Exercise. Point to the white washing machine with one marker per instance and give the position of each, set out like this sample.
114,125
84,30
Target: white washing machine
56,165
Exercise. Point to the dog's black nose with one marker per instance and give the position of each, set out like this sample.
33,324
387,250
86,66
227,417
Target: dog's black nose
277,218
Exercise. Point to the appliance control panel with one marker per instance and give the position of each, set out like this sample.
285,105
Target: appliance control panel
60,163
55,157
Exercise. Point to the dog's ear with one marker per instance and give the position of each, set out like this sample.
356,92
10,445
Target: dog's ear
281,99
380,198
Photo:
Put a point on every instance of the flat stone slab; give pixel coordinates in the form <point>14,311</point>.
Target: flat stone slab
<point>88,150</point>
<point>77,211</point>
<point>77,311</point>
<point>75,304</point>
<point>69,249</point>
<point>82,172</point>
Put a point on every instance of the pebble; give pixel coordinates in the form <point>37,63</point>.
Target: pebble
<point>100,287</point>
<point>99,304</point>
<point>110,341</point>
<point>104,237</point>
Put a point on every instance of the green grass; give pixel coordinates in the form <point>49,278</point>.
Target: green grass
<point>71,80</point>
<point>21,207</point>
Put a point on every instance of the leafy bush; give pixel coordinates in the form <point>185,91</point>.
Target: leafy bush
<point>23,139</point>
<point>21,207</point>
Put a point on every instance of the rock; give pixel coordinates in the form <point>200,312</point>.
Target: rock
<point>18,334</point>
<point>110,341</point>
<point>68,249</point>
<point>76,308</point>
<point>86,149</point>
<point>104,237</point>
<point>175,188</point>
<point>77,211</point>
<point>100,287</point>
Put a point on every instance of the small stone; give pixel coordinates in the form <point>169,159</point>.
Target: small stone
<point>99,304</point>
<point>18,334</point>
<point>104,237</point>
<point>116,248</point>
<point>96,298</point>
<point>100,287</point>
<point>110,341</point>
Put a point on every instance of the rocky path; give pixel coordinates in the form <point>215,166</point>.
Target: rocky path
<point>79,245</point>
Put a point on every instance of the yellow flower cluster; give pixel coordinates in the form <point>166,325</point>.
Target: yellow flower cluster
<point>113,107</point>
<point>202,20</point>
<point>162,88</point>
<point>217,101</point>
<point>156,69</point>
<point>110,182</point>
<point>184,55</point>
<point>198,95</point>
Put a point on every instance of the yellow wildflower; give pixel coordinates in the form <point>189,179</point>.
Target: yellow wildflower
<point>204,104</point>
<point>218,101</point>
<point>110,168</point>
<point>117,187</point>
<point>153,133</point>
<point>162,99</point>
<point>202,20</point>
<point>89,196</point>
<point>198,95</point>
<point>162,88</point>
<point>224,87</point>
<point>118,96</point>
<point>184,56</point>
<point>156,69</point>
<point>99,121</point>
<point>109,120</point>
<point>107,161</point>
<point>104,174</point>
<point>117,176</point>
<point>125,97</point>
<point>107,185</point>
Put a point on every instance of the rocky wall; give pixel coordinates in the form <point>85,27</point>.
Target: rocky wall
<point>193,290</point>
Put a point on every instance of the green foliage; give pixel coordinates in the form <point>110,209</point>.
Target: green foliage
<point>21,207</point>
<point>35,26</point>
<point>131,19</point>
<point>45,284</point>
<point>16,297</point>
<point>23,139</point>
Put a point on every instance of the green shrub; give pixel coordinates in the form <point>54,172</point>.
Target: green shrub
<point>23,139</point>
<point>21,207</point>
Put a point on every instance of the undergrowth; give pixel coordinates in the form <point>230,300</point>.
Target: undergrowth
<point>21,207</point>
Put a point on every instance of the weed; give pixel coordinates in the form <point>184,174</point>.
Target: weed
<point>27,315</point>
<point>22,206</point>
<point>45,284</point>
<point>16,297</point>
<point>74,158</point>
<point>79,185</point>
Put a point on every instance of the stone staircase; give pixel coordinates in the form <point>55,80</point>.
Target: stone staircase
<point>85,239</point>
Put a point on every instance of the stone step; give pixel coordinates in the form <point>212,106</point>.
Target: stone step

######

▶ [What to produce]: Rewrite all the items above as a Markdown table with a Row column holding the row number and an Entry column holding the line, and skip any blank lines.

▶ [Task answer]:
| Row | Entry |
|---|---|
| 1 | Exercise. Point to the white washing machine with one marker per instance and give the position of each, set out like this sample. |
| 2 | 114,125 |
| 3 | 84,30 |
| 4 | Target: white washing machine |
| 5 | 56,165 |
| 6 | Exercise. Point to the dog's black nose with one marker per instance and give the position of each, set out like this sample. |
| 7 | 33,324 |
| 8 | 387,250 |
| 9 | 86,66 |
| 10 | 227,417 |
| 11 | Target: dog's black nose |
| 12 | 277,218 |
| 13 | Exercise. Point to the appliance control panel with one marker per instance and give the position of each, set out like this sample. |
| 14 | 285,105 |
| 15 | Target: appliance control panel |
| 16 | 60,163 |
| 17 | 55,157 |
| 18 | Exercise. Point to the dog's ear with one marker per instance and give the position of each, set out like this sample. |
| 19 | 356,92 |
| 20 | 10,445 |
| 21 | Target: dog's ear |
| 22 | 281,99 |
| 23 | 380,198 |
| 24 | Photo: |
| 25 | Put a point on every instance of the flat stone slab; give pixel coordinates in the form <point>14,311</point>. |
| 26 | Target: flat stone slab |
| 27 | <point>88,150</point> |
| 28 | <point>77,211</point> |
| 29 | <point>77,311</point> |
| 30 | <point>75,304</point> |
| 31 | <point>69,249</point> |
| 32 | <point>82,172</point> |
| 33 | Put a point on every instance of the pebble; give pixel coordinates in the form <point>37,63</point>. |
| 34 | Target: pebble |
| 35 | <point>100,287</point> |
| 36 | <point>99,304</point> |
| 37 | <point>110,341</point> |
| 38 | <point>104,237</point> |
| 39 | Put a point on every instance of the green grass; give pixel coordinates in the form <point>49,278</point>. |
| 40 | Target: green grass |
| 41 | <point>71,80</point> |
| 42 | <point>21,207</point> |
| 43 | Put a point on every instance of the leafy bush; give pixel coordinates in the form <point>185,91</point>. |
| 44 | Target: leafy bush |
| 45 | <point>23,139</point> |
| 46 | <point>21,207</point> |
| 47 | Put a point on every instance of the rock; give pixel coordinates in the form <point>200,312</point>. |
| 48 | Target: rock |
| 49 | <point>18,334</point> |
| 50 | <point>110,341</point> |
| 51 | <point>68,249</point> |
| 52 | <point>76,308</point> |
| 53 | <point>86,149</point> |
| 54 | <point>104,237</point> |
| 55 | <point>175,188</point> |
| 56 | <point>77,211</point> |
| 57 | <point>100,287</point> |
| 58 | Put a point on every instance of the small stone; give pixel coordinates in the form <point>169,159</point>. |
| 59 | Target: small stone |
| 60 | <point>99,304</point> |
| 61 | <point>18,334</point> |
| 62 | <point>104,237</point> |
| 63 | <point>116,248</point> |
| 64 | <point>96,298</point> |
| 65 | <point>100,287</point> |
| 66 | <point>110,341</point> |
| 67 | Put a point on every instance of the rocky path; give pixel coordinates in the form <point>215,166</point>. |
| 68 | Target: rocky path |
| 69 | <point>79,245</point> |
| 70 | Put a point on every instance of the yellow flower cluster; give pixel coordinates in the form <point>166,325</point>. |
| 71 | Target: yellow flower cluster |
| 72 | <point>113,107</point> |
| 73 | <point>202,20</point> |
| 74 | <point>162,88</point> |
| 75 | <point>217,101</point> |
| 76 | <point>156,69</point> |
| 77 | <point>110,182</point> |
| 78 | <point>184,55</point> |
| 79 | <point>198,95</point> |
| 80 | Put a point on every instance of the yellow wildflower; give pixel coordinates in the form <point>189,179</point>. |
| 81 | Target: yellow wildflower |
| 82 | <point>204,104</point> |
| 83 | <point>218,101</point> |
| 84 | <point>110,168</point> |
| 85 | <point>117,187</point> |
| 86 | <point>153,133</point> |
| 87 | <point>162,99</point> |
| 88 | <point>202,20</point> |
| 89 | <point>89,196</point> |
| 90 | <point>198,95</point> |
| 91 | <point>162,88</point> |
| 92 | <point>224,87</point> |
| 93 | <point>118,96</point> |
| 94 | <point>184,56</point> |
| 95 | <point>156,69</point> |
| 96 | <point>99,121</point> |
| 97 | <point>109,120</point> |
| 98 | <point>107,161</point> |
| 99 | <point>104,174</point> |
| 100 | <point>117,176</point> |
| 101 | <point>125,97</point> |
| 102 | <point>107,185</point> |
| 103 | Put a point on every instance of the rocky wall; give pixel coordinates in the form <point>85,27</point>. |
| 104 | Target: rocky wall |
| 105 | <point>193,290</point> |
| 106 | Put a point on every instance of the green foliage; give pixel coordinates in the form <point>110,209</point>. |
| 107 | Target: green foliage |
| 108 | <point>21,207</point> |
| 109 | <point>35,26</point> |
| 110 | <point>131,19</point> |
| 111 | <point>45,284</point> |
| 112 | <point>16,297</point> |
| 113 | <point>23,139</point> |
| 114 | Put a point on every instance of the green shrub; give pixel coordinates in the form <point>54,172</point>. |
| 115 | Target: green shrub |
| 116 | <point>23,139</point> |
| 117 | <point>21,207</point> |
| 118 | Put a point on every instance of the undergrowth; give pixel coordinates in the form <point>230,300</point>. |
| 119 | Target: undergrowth |
| 120 | <point>21,207</point> |
| 121 | Put a point on every instance of the weed; give pixel coordinates in the form <point>184,174</point>. |
| 122 | Target: weed |
| 123 | <point>27,315</point> |
| 124 | <point>22,206</point> |
| 125 | <point>45,284</point> |
| 126 | <point>16,297</point> |
| 127 | <point>74,158</point> |
| 128 | <point>79,185</point> |
| 129 | Put a point on every instance of the stone staircase; give pixel coordinates in the form <point>55,80</point>. |
| 130 | Target: stone staircase |
| 131 | <point>85,239</point> |
| 132 | Put a point on every instance of the stone step; give pixel coordinates in the form <point>212,106</point>. |
| 133 | Target: stone step |